=== Selected extract ===
"Salon: You said after the 9/11 terrorist attacks that America itself is not innocent of terror.
McCarthy: That's right. It doesn't mean we should forgive those guys -- bin Laden and the rest. We shouldn't. But we need to be aware that we terrorized black people for 300 years, for nearly 100 years after the Emancipation. They were still being terrorized when we passed the civil rights legislation in the 1960s. The other effect that was a kind of terror was our buildup of nuclear weapons. When we produced the hydrogen bomb that was a so-called clean bomb -- it killed only living matter -- it didn't destroy trucks and tanks. They said you wouldn't have to rebuild the cities; the bomb only killed people. We're still not doing much about the terror of nuclear weapons."
Interview with Eugene McCarthy in Salon.com (they require you watch a brief commercial in order to read their articles. It's mostly painless!)
With the dearth of Reagan-worship going on these days, it is refreshing to read about a Democrat like Eugene McCarthy. His many years in the U.S. Senate and his unsuccessful attempts to win the presidency may have caused his name to fall by the wayside but he remains a Great Man just the same.
He had the balls to run against his own Democratic Party because they had sunk America into a quagmire in Vietnam (during JFK's presidency) but Robert F. Kennedy's strong showing caused Eugene to drop out of the race. He was also the only elected public official willing to question the other famous McCarthy's insane, quasi-paranoid inquisition of suspected communist sympathisers. In post-WWII America, this was an act of bravery. Standing up against the seemingly-immovable status quo is always reserved for the most fearless of us all.
===
= What this exercise asks =
1. List every person the post on Eugene McCarthy refers to by name.
2. Please retype the post on Eugene McCarthy starting at "With the dearth" and ending at "fearless of us all.".
Answer from the post on Eugene McCarthy alone.
=== Supplied records ===
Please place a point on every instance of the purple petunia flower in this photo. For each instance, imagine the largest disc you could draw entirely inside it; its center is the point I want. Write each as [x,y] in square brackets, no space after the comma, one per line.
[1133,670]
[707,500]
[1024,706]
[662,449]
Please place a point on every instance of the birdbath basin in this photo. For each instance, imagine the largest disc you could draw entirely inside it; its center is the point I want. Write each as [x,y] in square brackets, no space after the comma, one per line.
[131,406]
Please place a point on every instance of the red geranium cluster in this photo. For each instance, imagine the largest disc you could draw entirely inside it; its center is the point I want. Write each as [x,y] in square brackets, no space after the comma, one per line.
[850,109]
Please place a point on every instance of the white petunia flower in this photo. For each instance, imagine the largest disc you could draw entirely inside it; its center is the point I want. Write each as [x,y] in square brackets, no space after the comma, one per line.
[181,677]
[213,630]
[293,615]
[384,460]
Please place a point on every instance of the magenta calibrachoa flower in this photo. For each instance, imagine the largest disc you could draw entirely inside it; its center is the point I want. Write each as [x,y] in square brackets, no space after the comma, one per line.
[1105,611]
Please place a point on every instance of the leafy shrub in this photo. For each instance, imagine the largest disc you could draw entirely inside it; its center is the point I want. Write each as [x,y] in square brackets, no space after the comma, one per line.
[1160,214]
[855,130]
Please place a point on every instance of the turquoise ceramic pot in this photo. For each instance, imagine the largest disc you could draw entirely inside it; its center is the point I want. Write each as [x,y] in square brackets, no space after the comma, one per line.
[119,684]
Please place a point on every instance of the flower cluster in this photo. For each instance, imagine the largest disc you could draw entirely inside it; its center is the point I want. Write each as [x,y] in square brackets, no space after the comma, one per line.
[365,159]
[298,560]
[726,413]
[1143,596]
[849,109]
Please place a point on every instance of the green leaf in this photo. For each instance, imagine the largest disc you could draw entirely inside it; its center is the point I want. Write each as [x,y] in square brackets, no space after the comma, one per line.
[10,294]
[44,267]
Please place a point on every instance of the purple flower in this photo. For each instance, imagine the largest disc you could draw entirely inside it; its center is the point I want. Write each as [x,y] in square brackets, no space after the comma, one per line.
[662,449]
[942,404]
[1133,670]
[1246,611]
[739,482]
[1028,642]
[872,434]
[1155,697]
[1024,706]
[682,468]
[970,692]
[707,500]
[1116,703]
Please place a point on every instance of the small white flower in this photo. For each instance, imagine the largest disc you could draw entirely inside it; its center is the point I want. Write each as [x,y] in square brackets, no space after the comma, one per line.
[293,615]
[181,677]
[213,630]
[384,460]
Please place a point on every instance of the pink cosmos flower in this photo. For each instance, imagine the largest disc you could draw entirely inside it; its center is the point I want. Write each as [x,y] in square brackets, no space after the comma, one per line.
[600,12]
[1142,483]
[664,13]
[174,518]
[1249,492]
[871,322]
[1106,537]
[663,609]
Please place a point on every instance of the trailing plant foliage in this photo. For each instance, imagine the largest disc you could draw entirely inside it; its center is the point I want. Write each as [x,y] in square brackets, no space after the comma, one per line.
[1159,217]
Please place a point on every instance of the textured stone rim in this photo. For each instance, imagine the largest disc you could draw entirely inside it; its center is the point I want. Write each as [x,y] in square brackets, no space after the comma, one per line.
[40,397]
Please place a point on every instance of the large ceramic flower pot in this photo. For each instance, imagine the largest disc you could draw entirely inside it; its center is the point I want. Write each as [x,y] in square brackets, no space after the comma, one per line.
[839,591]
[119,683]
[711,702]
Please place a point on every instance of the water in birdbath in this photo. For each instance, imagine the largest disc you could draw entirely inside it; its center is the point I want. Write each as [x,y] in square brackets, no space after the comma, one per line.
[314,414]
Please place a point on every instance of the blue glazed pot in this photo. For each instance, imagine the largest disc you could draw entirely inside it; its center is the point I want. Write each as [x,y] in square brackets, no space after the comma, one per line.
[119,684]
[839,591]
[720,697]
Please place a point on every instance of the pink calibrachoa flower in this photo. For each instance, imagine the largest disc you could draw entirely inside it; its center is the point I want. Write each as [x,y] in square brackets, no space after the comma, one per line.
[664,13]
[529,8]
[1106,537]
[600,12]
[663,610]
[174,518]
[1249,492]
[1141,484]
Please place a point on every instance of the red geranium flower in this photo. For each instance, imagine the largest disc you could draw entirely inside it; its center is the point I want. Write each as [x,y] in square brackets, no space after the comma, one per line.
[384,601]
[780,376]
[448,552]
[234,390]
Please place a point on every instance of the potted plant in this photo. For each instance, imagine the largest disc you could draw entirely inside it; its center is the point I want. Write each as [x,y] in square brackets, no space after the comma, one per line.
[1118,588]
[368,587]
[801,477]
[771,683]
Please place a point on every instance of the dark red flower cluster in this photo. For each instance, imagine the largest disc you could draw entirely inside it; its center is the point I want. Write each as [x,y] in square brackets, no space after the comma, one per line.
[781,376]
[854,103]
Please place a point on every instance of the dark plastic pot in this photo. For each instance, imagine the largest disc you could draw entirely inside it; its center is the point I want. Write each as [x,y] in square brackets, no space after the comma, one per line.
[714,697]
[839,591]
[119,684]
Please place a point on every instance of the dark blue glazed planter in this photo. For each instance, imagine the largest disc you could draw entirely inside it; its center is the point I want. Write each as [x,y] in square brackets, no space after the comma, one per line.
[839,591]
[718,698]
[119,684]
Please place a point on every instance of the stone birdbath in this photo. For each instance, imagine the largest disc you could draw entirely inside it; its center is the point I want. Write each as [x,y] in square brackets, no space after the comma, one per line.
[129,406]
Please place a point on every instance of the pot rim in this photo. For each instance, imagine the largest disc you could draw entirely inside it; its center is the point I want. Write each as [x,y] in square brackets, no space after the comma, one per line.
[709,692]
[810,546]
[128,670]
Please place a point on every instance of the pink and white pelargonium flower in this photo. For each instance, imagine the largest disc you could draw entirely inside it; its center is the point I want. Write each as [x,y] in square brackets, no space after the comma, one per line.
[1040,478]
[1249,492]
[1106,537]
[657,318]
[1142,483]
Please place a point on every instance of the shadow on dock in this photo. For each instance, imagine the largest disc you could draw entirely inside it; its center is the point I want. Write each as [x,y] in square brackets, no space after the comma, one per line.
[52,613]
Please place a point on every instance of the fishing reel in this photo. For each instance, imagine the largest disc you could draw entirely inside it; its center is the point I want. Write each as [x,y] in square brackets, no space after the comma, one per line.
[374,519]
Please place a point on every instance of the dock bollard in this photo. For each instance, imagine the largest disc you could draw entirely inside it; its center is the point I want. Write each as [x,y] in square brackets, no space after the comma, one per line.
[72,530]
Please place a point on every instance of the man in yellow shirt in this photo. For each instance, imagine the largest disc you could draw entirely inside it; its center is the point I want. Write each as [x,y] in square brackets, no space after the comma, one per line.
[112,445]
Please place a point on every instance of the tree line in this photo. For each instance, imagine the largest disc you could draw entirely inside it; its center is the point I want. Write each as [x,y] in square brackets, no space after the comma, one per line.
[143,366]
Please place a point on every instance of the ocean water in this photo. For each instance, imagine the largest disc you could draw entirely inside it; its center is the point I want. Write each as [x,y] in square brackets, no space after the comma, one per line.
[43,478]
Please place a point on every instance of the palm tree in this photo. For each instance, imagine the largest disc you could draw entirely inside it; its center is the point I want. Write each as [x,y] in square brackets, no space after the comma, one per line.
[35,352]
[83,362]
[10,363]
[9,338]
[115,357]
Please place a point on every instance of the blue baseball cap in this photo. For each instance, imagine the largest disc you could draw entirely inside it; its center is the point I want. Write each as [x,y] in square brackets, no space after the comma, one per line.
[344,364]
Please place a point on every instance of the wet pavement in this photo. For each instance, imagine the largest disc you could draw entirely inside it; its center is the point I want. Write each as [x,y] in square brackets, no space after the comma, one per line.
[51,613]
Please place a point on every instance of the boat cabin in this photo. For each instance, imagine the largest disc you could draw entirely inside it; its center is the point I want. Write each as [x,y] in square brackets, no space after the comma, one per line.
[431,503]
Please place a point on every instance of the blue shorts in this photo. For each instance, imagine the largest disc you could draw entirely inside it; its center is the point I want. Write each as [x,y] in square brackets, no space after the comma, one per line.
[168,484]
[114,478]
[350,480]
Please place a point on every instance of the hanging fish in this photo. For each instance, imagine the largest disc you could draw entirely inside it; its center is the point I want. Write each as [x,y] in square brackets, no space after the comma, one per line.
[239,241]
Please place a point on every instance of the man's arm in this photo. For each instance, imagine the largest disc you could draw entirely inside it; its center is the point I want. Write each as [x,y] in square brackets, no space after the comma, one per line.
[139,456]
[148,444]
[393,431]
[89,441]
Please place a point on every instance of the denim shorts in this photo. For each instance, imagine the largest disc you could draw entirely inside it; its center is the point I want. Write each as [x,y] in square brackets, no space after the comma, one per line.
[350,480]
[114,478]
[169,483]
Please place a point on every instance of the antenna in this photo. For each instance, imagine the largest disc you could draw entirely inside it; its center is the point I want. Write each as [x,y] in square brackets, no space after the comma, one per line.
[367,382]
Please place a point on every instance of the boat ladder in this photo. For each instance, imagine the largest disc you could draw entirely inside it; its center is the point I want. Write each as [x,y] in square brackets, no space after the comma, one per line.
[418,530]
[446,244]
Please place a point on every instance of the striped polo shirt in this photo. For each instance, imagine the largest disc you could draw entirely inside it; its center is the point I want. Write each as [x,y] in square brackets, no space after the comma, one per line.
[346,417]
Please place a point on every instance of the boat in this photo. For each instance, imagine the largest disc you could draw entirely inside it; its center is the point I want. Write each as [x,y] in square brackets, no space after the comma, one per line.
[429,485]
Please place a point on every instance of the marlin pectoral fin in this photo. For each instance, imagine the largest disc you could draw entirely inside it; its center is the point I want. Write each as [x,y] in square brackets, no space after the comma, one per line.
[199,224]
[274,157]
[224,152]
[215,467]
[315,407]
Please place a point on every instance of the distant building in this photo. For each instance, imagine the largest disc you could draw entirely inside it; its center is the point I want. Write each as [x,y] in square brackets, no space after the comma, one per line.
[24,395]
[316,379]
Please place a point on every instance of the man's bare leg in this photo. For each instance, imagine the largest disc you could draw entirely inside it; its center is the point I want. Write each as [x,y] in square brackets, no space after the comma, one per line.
===
= Results by task =
1. Eugene McCarthy; bin Laden; Reagan; JFK; Robert F. Kennedy; the other famous McCarthy

2.
With the dearth of Reagan-worship going on these days, it is refreshing to read about a Democrat like Eugene McCarthy. His many years in the U.S. Senate and his unsuccessful attempts to win the presidency may have caused his name to fall by the wayside but he remains a Great Man just the same.
He had the balls to run against his own Democratic Party because they had sunk America into a quagmire in Vietnam (during JFK's presidency) but Robert F. Kennedy's strong showing caused Eugene to drop out of the race. He was also the only elected public official willing to question the other famous McCarthy's insane, quasi-paranoid inquisition of suspected communist sympathisers. In post-WWII America, this was an act of bravery. Standing up against the seemingly-immovable status quo is always reserved for the most fearless of us all.